# Anyone have information on the All Living Things "Luxury Rat Pet Home"?



## mawissacee (Apr 29, 2010)

I can't find information anywhere on the internet; want to make sure nothing's wrong with it (recalled, or really sucks). It's Item#5150865 and I got it from PetSmart. It's a black wire cage with rollers on the bottom. Their website has nothing on it (and the instruction manual referred to "www.waremfginc.com") and the PetSmart website has nothing on the information either. It comes with everything; water bottle, big running wheel, plastic bowl, and hammock. Thank you


----------



## Kiko (Sep 18, 2009)

I went to petsmart today and saw it.
The dimensions seem alright for 2- 3rats. but the levels look a little flimsy.
But other then that it's a decent store bought cage.


----------



## mawissacee (Apr 29, 2010)

Dataset records:
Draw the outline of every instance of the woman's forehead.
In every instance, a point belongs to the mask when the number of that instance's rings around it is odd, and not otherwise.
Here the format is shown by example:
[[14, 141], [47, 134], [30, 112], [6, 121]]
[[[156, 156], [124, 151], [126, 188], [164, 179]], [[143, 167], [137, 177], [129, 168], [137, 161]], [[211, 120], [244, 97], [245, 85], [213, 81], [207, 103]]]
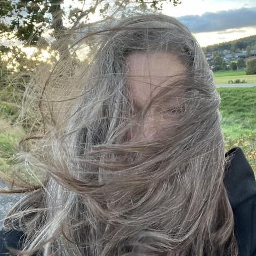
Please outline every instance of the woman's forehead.
[[178, 58], [170, 52], [134, 52], [126, 57], [125, 62], [130, 70], [128, 79], [132, 95], [140, 107], [185, 71]]

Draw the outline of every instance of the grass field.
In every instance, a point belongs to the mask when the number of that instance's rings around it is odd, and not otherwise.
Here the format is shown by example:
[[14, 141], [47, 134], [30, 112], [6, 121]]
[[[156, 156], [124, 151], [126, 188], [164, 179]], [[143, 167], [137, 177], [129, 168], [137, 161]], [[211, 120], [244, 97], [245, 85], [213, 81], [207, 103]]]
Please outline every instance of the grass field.
[[246, 75], [245, 71], [240, 70], [225, 70], [217, 71], [213, 73], [214, 77], [219, 77], [221, 76], [242, 76]]
[[[256, 173], [256, 86], [218, 88], [221, 98], [220, 109], [226, 151], [240, 147]], [[24, 168], [15, 165], [14, 156], [19, 140], [24, 136], [0, 117], [0, 173], [18, 175], [33, 182]]]
[[256, 86], [217, 90], [226, 150], [240, 147], [256, 174]]
[[219, 76], [214, 78], [215, 84], [228, 84], [229, 80], [234, 81], [236, 79], [239, 79], [240, 81], [244, 79], [247, 83], [256, 83], [256, 75], [231, 75], [229, 76]]
[[213, 73], [213, 78], [215, 84], [228, 84], [229, 81], [236, 79], [244, 79], [247, 83], [256, 83], [256, 75], [246, 75], [244, 70], [218, 71]]

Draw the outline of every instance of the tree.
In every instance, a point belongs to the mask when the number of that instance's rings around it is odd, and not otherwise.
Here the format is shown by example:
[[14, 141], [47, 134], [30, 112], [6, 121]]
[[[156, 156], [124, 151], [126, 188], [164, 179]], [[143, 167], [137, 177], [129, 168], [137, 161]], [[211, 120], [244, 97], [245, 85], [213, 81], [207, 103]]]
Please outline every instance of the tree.
[[236, 66], [236, 63], [235, 62], [232, 62], [231, 63], [231, 68], [233, 70], [236, 70], [236, 69], [237, 69], [237, 66]]
[[248, 61], [246, 72], [246, 75], [256, 74], [256, 58]]
[[[133, 10], [153, 8], [161, 10], [163, 3], [167, 1], [172, 3], [174, 6], [181, 3], [180, 0], [135, 0], [137, 5], [135, 7], [133, 5]], [[51, 52], [58, 50], [60, 57], [65, 58], [70, 53], [69, 44], [74, 36], [69, 32], [82, 26], [90, 28], [92, 23], [95, 25], [102, 20], [116, 18], [119, 10], [127, 8], [132, 2], [134, 3], [131, 0], [116, 0], [114, 3], [108, 2], [107, 0], [92, 0], [90, 4], [87, 4], [85, 0], [76, 2], [81, 6], [70, 4], [64, 9], [64, 0], [2, 1], [0, 35], [14, 35], [25, 46], [39, 45], [44, 49], [50, 46]], [[75, 0], [69, 0], [69, 2], [74, 3]], [[90, 15], [96, 12], [101, 17], [100, 20], [90, 23]], [[67, 25], [65, 26], [65, 24]], [[51, 43], [45, 40], [43, 36], [45, 31], [50, 31], [50, 36], [54, 40]]]
[[217, 67], [220, 67], [222, 63], [222, 58], [219, 55], [216, 55], [213, 58], [213, 64]]
[[239, 59], [237, 61], [237, 68], [245, 68], [246, 66], [246, 64], [245, 63], [245, 61], [244, 59]]

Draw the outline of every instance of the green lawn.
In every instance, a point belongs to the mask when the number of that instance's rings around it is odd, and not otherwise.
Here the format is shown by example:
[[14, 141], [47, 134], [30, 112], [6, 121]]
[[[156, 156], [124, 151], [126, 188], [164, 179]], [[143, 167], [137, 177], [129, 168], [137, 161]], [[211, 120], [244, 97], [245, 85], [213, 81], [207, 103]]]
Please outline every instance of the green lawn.
[[256, 86], [217, 90], [226, 150], [240, 147], [256, 173]]
[[231, 75], [229, 76], [219, 76], [214, 78], [215, 84], [228, 84], [229, 80], [234, 81], [236, 79], [239, 79], [240, 81], [245, 80], [247, 83], [256, 83], [256, 75]]
[[[226, 150], [241, 147], [256, 172], [256, 86], [218, 88], [221, 101], [221, 126]], [[15, 164], [17, 142], [25, 135], [0, 116], [0, 174], [18, 175], [33, 183], [24, 167]]]
[[216, 71], [213, 73], [214, 77], [219, 77], [220, 76], [241, 76], [246, 75], [245, 71], [244, 70], [221, 70]]
[[215, 84], [228, 84], [228, 81], [236, 79], [240, 81], [245, 80], [247, 83], [256, 83], [256, 75], [246, 75], [243, 69], [239, 70], [217, 71], [213, 73]]

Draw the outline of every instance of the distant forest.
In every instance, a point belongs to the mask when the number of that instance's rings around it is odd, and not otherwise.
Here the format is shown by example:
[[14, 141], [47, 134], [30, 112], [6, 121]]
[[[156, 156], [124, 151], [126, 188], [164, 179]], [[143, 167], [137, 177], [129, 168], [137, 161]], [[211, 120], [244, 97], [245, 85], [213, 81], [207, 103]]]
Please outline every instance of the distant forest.
[[212, 52], [217, 51], [229, 50], [233, 52], [245, 51], [247, 46], [256, 45], [256, 35], [247, 36], [242, 38], [237, 39], [232, 41], [225, 42], [219, 44], [215, 44], [203, 47], [205, 53]]

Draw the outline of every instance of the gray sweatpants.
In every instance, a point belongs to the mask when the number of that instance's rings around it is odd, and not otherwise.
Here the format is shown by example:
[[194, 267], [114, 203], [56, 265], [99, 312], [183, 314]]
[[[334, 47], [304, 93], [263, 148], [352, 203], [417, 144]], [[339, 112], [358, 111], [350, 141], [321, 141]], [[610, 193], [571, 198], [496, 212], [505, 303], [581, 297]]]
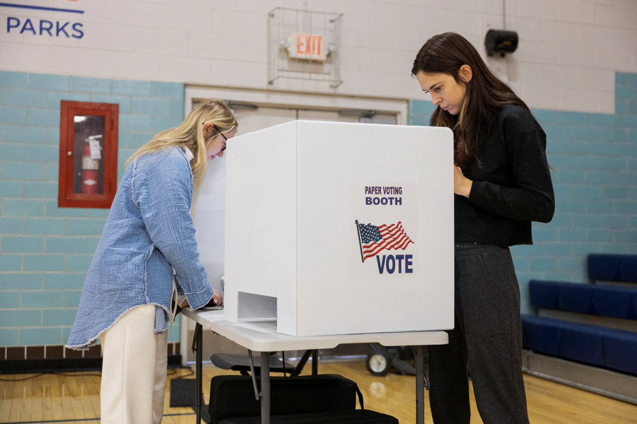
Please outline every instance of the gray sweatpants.
[[485, 424], [527, 424], [522, 375], [520, 291], [508, 248], [455, 243], [455, 326], [429, 347], [436, 424], [469, 424], [470, 367]]

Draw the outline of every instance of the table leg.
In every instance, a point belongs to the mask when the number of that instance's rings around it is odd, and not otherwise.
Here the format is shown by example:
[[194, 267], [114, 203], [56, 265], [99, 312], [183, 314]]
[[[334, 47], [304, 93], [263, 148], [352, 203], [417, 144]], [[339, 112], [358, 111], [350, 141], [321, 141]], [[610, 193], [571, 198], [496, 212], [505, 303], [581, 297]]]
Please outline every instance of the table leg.
[[197, 394], [195, 398], [195, 410], [197, 413], [197, 424], [201, 424], [201, 406], [203, 400], [203, 390], [201, 387], [201, 369], [203, 367], [203, 357], [201, 353], [201, 346], [203, 344], [203, 330], [201, 324], [197, 323], [195, 327], [194, 340], [192, 341], [192, 350], [196, 351], [196, 385], [197, 386]]
[[425, 358], [424, 346], [416, 350], [416, 424], [425, 422]]
[[261, 352], [261, 424], [270, 424], [269, 352]]
[[315, 376], [318, 374], [318, 350], [315, 349], [312, 351], [312, 375]]

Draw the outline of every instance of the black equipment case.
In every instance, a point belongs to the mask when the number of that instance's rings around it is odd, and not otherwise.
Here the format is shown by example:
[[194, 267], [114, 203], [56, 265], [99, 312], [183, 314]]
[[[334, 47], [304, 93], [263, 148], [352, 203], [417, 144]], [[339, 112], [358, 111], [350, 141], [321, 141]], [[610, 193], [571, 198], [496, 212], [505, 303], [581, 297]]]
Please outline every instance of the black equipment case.
[[[261, 387], [261, 377], [256, 377]], [[356, 409], [358, 395], [361, 409]], [[319, 374], [297, 377], [270, 377], [271, 422], [285, 420], [285, 416], [300, 421], [281, 421], [281, 423], [397, 423], [394, 421], [349, 421], [350, 418], [338, 418], [338, 413], [352, 413], [350, 415], [371, 419], [369, 415], [378, 414], [362, 409], [362, 395], [356, 383], [338, 374]], [[355, 412], [364, 411], [364, 413]], [[235, 421], [246, 417], [258, 419], [261, 422], [261, 403], [255, 397], [251, 376], [215, 376], [210, 381], [210, 400], [208, 407], [210, 424], [252, 423], [252, 421]], [[326, 421], [304, 421], [321, 414], [333, 414], [324, 416]], [[334, 415], [336, 414], [336, 415]], [[383, 415], [383, 414], [380, 414]], [[275, 416], [281, 416], [277, 418]], [[320, 417], [317, 416], [317, 418]], [[227, 420], [232, 419], [232, 420]], [[276, 420], [276, 421], [275, 421]]]
[[[245, 416], [241, 418], [227, 418], [220, 424], [260, 424], [260, 416]], [[292, 414], [273, 415], [270, 424], [399, 424], [398, 420], [369, 409], [336, 411], [313, 414]]]

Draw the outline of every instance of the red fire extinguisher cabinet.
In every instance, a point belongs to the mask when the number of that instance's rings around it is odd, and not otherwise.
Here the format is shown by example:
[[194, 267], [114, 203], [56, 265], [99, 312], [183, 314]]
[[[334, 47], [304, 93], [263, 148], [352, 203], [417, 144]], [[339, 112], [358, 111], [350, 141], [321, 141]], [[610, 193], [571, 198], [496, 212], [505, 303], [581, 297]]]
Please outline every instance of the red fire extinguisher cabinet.
[[110, 208], [117, 188], [119, 105], [62, 100], [57, 204]]

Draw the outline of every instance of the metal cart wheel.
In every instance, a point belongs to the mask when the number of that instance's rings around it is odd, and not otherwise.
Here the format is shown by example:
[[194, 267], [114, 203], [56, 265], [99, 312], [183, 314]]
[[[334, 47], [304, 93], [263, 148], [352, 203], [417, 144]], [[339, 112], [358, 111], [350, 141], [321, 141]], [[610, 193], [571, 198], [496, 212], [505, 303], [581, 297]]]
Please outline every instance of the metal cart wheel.
[[376, 350], [367, 355], [367, 371], [373, 376], [387, 375], [392, 368], [392, 357], [384, 350]]

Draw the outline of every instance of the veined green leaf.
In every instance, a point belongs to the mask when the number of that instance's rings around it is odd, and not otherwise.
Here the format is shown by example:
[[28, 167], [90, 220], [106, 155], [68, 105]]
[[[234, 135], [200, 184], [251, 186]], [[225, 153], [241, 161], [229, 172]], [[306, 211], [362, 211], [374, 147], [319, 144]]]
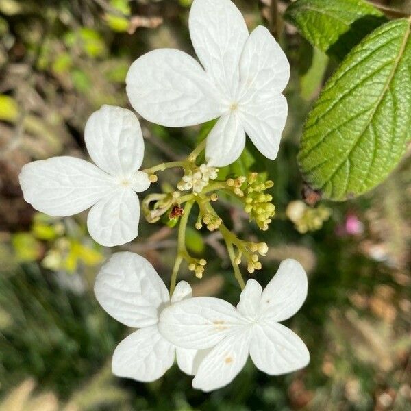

Problems:
- a) Condense the paragraph of the rat cage thread that begins "I can't find information anywhere" into a short bulleted list that keeps its main facts.
- b) Rewrite the rat cage thread from "I can't find" up to and including "a little flimsy.", swapping "water bottle" for "food dish".

Answers to each task:
- a)
- No information on the cage can be found online, and the poster wants to know whether it has been recalled or has problems.
- It is Item#5150865, bought from PetSmart.
- It is a black wire cage with rollers on the bottom.
- Neither the maker's website nor PetSmart's website has information on it; the instruction manual points to "www.waremfginc.com".
- It comes with a water bottle, a big running wheel, a plastic bowl, and a hammock.

- b)
I can't find information anywhere on the internet; want to make sure nothing's wrong with it (recalled, or really sucks). It's Item#5150865 and I got it from PetSmart. It's a black wire cage with rollers on the bottom. Their website has nothing on it (and the instruction manual referred to "www.waremfginc.com") and the PetSmart website has nothing on the information either. It comes with everything; food dish, big running wheel, plastic bowl, and hammock. Thank you


----------



## Kiko (Sep 18, 2009)

I went to petsmart today and saw it.
The dimensions seem alright for 2- 3rats. but the levels look a little flimsy.